_SOURCE TEXT_.
ROANOKE TIMES

                         Roanoke Times
                 Copyright (c) 1995, Landmark Communications, Inc.

DATE: SUNDAY, August 14, 1994                   TAG: 9408150063
SECTION: VIRGINIA                    PAGE: A-1   EDITION: METRO 
SOURCE: By MARY BISHOP STAFF WRITER NOTE: below
DATELINE:                                 LENGTH: Medium


DICK DUNLAP, NW'S LAST LEADER, DIES

Richard Freeman ``Dick'' Dunlap, last president of the old Norfolk and Western Railway, was found dead at his South Roanoke home Saturday morning.

Dunlap committed suicide, according to railroad sources.

Dunlap, 72, worked his way up from his days as a brush-clearing axman to become president of NW on June 1, 1982, the day it and the old Southern Railway became the Norfolk Southern Corp.

When he retired in 1986, railroad analysts were saying that he was the last in a line of Roanoke rail chiefs. Roanoke no longer would be the primary power base of the new rail giant. When Dunlap stepped down, so did his job and title.

Dunlap, only child of an NW assistant freight manager, grew up in Old Southwest Roanoke and was a distant relative of the Confederate biographer Douglas Southall Freeman.

He used to ride a Pullman car to New York with his dad. He got to know the railroad by tagging along on business trips around the country.

Dunlap went to Hampden-Sydney College a couple of years. He joined the Army after his sophomore year.

He had been a clerk in the coal traffic department before World War II, but office work didn't appeal to him after he became a Pacific combat hero.

Fifty years ago, as a first lieutenant in the 31st ``Dixie'' Division, he and a sergeant killed about 75 Japanese soldiers attacking their company in New Guinea. Dunlap won a Silver Star for that. He was decorated, too, for bravery in the Philippines and on other Pacific islands and was made a captain.

Back in Roanoke, he became a clerk again but decided he needed to be outdoors. He pulled 22 jobs in many a railroad town: chainman, rodman, inspector, assistant yardmaster, trainmaster, superintendent, and on up the ladder.

_STATED TASK_.
Copy the obituary between "Dunlap committed suicide, according" and "job and title.", inclusive, and switch "analysts" to "observers".

_RECORDS PROVIDED_.
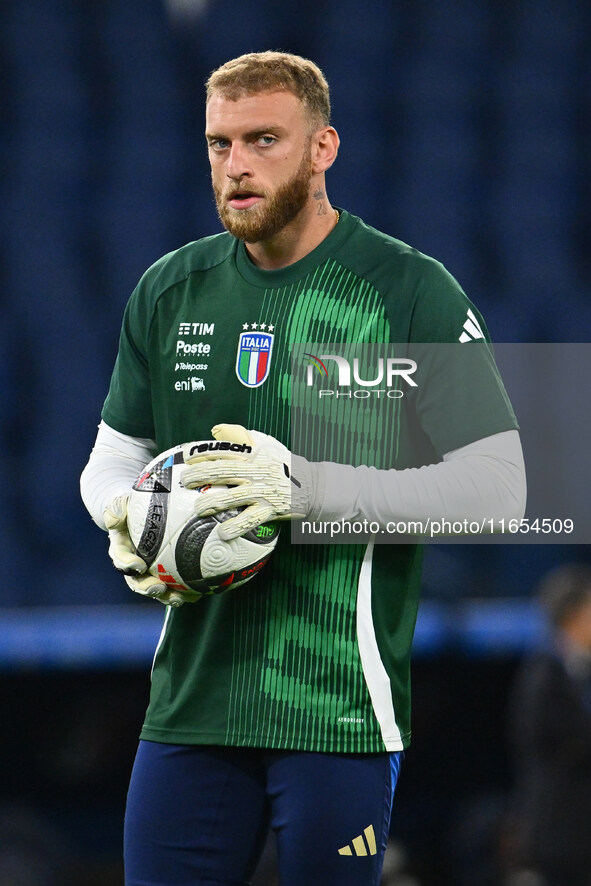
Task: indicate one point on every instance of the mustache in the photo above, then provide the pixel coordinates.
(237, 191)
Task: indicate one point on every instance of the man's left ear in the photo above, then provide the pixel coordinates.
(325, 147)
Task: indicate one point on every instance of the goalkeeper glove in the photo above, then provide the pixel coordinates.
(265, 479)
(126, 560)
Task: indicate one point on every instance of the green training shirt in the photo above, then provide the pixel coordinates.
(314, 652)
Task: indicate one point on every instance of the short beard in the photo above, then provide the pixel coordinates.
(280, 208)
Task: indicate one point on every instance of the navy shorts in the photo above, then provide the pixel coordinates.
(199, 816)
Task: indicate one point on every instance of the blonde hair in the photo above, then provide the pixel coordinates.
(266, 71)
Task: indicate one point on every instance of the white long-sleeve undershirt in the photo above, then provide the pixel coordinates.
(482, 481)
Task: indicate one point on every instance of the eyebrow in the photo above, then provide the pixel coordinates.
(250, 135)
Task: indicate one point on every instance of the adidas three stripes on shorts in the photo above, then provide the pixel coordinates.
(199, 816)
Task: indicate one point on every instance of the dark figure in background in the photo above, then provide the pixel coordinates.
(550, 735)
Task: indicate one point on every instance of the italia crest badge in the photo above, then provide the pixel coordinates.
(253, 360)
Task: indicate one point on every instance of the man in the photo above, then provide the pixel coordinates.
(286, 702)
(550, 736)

---

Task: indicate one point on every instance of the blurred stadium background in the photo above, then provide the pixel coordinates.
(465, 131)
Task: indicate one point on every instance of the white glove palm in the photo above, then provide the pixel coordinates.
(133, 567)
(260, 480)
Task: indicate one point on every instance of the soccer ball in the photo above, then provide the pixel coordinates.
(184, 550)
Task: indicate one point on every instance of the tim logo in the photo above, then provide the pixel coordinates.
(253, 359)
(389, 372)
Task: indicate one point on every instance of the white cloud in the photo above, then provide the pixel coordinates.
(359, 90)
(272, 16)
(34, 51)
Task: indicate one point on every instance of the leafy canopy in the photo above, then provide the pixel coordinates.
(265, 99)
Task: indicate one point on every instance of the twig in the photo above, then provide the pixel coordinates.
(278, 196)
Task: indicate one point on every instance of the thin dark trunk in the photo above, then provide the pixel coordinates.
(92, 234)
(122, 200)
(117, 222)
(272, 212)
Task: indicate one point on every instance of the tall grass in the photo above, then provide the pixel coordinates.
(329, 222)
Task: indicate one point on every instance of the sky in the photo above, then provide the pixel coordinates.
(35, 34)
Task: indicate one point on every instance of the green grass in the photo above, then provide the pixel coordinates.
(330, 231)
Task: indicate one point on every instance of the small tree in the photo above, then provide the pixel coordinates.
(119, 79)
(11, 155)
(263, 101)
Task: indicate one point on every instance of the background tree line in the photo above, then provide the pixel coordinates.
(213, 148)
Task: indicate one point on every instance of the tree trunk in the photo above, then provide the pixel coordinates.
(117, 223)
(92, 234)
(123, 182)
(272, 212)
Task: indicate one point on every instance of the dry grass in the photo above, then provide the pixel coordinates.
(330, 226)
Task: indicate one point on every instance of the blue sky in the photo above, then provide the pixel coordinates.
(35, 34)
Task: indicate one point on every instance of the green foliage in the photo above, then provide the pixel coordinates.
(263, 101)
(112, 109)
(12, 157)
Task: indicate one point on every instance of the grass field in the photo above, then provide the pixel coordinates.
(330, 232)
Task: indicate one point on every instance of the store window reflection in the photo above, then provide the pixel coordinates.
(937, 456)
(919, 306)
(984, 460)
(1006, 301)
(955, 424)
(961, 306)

...

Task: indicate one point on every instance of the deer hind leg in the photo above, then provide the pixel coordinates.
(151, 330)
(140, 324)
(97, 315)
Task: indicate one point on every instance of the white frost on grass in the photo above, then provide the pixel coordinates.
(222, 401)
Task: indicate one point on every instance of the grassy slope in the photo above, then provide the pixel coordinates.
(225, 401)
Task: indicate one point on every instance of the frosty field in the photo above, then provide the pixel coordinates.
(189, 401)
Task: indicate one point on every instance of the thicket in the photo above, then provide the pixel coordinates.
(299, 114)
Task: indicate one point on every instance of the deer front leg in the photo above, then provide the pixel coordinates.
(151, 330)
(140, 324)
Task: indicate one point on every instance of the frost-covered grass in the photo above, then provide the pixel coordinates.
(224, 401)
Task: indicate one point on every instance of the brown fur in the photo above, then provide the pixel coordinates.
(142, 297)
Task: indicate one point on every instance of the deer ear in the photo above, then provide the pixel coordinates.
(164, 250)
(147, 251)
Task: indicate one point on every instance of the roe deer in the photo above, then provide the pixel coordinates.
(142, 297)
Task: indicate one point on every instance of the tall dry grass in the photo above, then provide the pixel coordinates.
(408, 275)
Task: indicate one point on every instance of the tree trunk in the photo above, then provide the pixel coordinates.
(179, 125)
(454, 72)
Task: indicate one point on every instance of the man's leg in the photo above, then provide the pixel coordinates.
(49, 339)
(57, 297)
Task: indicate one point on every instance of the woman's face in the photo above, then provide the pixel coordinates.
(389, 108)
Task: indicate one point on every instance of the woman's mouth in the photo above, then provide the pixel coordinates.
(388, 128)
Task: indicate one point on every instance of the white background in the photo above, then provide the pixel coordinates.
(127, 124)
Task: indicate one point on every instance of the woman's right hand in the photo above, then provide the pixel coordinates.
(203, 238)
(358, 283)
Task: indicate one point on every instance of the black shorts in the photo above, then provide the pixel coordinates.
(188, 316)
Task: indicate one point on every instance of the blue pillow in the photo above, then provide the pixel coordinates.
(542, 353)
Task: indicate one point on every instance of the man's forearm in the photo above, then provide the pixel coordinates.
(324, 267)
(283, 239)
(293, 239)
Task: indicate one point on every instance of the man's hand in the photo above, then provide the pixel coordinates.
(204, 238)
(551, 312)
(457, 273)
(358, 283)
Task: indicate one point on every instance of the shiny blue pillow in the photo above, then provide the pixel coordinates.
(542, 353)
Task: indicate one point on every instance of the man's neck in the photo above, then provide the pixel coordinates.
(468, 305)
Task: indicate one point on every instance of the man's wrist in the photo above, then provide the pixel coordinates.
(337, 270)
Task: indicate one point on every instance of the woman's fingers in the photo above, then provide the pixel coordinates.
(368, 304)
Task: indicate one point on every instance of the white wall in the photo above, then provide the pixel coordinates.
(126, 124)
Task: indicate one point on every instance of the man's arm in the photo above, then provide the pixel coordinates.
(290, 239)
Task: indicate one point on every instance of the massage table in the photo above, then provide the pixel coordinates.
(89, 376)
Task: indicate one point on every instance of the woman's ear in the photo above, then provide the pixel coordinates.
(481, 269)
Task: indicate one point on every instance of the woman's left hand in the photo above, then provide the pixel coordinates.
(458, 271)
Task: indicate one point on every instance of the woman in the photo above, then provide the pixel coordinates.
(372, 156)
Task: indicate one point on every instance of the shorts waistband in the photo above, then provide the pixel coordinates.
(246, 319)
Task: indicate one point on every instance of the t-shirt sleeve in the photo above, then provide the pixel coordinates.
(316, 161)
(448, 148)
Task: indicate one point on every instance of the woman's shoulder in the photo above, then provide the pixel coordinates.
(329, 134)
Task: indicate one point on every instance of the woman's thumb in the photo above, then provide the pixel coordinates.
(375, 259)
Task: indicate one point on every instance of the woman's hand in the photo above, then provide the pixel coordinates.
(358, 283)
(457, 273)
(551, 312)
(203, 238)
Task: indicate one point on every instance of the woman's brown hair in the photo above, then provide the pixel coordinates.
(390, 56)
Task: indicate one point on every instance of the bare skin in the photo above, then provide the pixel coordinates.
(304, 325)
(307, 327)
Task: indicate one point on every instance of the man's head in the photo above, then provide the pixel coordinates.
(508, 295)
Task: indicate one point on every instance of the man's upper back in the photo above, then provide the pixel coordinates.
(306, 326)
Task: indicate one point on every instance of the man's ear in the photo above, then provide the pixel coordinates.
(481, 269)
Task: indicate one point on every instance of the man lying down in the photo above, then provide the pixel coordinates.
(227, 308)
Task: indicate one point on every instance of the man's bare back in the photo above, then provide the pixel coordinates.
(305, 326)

_EXPECTED ANSWER_.
Dunlap committed suicide, according to railroad sources.

Dunlap, 72, worked his way up from his days as a brush-clearing axman to become president of NW on June 1, 1982, the day it and the old Southern Railway became the Norfolk Southern Corp.

When he retired in 1986, railroad observers were saying that he was the last in a line of Roanoke rail chiefs. Roanoke no longer would be the primary power base of the new rail giant. When Dunlap stepped down, so did his job and title.